◆ **SUPPLIED MATERIAL**
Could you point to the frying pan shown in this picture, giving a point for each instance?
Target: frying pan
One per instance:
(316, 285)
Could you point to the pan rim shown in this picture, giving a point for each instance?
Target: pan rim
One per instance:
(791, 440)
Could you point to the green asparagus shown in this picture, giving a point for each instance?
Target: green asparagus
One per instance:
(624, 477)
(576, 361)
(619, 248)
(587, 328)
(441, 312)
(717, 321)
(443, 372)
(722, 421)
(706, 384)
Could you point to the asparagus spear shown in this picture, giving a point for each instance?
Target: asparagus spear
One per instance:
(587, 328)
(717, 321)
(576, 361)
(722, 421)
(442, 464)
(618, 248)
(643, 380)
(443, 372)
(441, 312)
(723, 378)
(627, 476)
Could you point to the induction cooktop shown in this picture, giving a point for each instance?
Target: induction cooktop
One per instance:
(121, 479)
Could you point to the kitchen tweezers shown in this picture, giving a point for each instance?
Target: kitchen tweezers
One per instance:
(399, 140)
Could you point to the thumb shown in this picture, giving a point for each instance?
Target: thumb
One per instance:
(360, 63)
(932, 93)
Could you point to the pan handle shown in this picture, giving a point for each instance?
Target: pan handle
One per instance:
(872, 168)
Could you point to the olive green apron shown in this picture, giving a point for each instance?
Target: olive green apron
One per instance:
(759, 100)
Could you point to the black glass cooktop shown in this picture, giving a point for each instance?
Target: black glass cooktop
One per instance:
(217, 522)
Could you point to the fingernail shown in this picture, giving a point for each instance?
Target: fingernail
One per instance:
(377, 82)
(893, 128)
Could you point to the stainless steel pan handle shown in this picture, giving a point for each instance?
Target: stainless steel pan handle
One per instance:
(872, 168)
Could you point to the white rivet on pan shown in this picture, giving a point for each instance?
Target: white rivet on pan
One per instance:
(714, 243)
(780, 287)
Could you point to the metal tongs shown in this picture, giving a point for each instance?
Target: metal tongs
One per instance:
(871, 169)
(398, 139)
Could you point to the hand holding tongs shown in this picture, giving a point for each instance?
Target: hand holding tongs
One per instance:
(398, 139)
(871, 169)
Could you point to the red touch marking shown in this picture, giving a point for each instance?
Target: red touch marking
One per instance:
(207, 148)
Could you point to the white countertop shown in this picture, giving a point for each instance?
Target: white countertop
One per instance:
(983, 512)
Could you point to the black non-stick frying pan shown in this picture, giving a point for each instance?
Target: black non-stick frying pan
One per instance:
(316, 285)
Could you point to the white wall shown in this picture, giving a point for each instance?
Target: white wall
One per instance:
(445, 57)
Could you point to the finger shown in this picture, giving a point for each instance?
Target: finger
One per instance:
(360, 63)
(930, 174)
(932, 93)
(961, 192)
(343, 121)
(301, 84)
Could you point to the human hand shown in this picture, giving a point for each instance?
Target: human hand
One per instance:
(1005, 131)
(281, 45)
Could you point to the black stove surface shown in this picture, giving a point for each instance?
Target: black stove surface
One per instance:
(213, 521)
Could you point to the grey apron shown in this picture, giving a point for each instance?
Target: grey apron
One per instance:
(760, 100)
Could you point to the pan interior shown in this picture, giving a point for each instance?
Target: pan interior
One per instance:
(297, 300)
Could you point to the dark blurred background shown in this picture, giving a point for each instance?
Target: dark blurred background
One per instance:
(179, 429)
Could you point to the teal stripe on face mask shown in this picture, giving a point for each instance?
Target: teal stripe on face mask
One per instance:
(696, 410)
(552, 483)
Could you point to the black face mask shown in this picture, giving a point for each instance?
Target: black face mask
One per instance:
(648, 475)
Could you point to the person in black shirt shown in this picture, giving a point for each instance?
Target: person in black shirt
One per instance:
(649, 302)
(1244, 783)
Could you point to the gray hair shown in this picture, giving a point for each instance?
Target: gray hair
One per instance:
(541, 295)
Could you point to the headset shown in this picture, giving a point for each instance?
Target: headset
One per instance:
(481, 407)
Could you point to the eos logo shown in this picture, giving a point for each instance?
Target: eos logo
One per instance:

◆ **TASK INSTRUCTIONS**
For every line of the material that holds the word "hair", make a copy.

◆ **ANSWER**
Could you point to the gray hair shown in this picture, giving a point for each instance?
Target: gray hair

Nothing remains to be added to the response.